Foi oportunizado prazo para apresentação de defesa ao partido prestador de contas.

Passo, portanto, à análise das irregularidades identificadas.

1. Ausência de comprovação com gastos do Fundo Partidário

A utilização das verbas do Fundo Partidário, oriundas do orçamento geral da União, está vinculada ao rol taxativo disposto no art. 44 da Lei n. 9.096/95, visando à manutenção de sedes, serviços, programas, qualificação e consultorias necessárias ao partido, de forma a privilegiar a promoção do debate de ideias, da defesa de valores e das bandeiras dos partidos, não podendo ser desvirtuado para diferentes aplicações.

Quanto à comprovação dos gastos eleitorais, a Resolução TSE n. 23.546/17, que rege a presente prestação de contas, assim dispõe:

Art. 18. A comprovação dos gastos deve ser realizada por meio de documento fiscal idôneo, sem emendas ou rasuras, devendo dele constar a data de emissão, a descrição detalhada, o valor da operação e a identificação do emitente e do destinatário ou dos contraentes pelo nome ou razão social, CPF ou CNPJ e endereço.

***

### EXERCÍCIO CURTO 1
Reescreva de forma mais breve o parágrafo do texto citado que começa com "A utilização das verbas do Fundo Partidário", mantendo os fatos principais.
### EXERCÍCIO CURTO 2
Transcreva sem nenhuma alteração a parte do texto citado que vai de "1. Ausência de" até "para diferentes aplicações.", incluindo esse trecho final.
Os registros a seguir não têm relação com o texto citado.

(Registros de uma fonte de dados)
***

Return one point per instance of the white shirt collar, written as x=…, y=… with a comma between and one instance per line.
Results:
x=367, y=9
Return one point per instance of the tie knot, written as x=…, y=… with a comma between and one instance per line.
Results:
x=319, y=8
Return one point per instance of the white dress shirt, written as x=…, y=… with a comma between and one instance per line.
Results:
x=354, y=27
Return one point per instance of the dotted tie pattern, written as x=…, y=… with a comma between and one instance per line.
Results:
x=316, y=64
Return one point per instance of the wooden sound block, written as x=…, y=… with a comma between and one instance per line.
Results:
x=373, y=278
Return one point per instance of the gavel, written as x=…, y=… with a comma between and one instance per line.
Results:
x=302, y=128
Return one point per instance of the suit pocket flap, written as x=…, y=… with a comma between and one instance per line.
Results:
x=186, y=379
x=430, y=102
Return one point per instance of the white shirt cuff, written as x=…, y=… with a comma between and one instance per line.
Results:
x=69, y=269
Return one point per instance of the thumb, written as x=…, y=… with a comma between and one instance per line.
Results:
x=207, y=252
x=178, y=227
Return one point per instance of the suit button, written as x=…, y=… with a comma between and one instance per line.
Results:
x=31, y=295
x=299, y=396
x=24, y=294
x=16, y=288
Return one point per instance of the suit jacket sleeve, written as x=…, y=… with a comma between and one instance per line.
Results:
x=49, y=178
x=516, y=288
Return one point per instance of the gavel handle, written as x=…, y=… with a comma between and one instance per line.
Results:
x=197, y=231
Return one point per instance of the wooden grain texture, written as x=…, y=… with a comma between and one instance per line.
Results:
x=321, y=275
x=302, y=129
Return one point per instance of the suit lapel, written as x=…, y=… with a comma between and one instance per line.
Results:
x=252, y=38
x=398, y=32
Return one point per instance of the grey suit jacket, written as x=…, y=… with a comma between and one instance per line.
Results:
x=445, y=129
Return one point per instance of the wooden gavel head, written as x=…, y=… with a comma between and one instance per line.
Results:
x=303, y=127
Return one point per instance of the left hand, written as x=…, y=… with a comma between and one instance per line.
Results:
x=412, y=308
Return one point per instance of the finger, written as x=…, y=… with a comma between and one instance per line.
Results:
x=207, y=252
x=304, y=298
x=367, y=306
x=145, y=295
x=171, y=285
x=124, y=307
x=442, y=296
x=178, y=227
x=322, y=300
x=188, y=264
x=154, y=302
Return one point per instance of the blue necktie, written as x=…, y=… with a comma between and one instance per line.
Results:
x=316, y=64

***

### RESPOSTA CORRETA 1
As verbas do Fundo Partidário vêm do orçamento geral da União. Elas só podem ser usadas nas finalidades listadas de modo taxativo no art. 44 da Lei n. 9.096/95: manutenção de sedes, serviços, programas, qualificação e consultorias necessárias ao partido. Esse uso deve privilegiar o debate de ideias e a defesa dos valores e das bandeiras partidárias, sem desvio para outras aplicações.

### RESPOSTA CORRETA 2
1. Ausência de comprovação com gastos do Fundo Partidário

A utilização das verbas do Fundo Partidário, oriundas do orçamento geral da União, está vinculada ao rol taxativo disposto no art. 44 da Lei n. 9.096/95, visando à manutenção de sedes, serviços, programas, qualificação e consultorias necessárias ao partido, de forma a privilegiar a promoção do debate de ideias, da defesa de valores e das bandeiras dos partidos, não podendo ser desvirtuado para diferentes aplicações.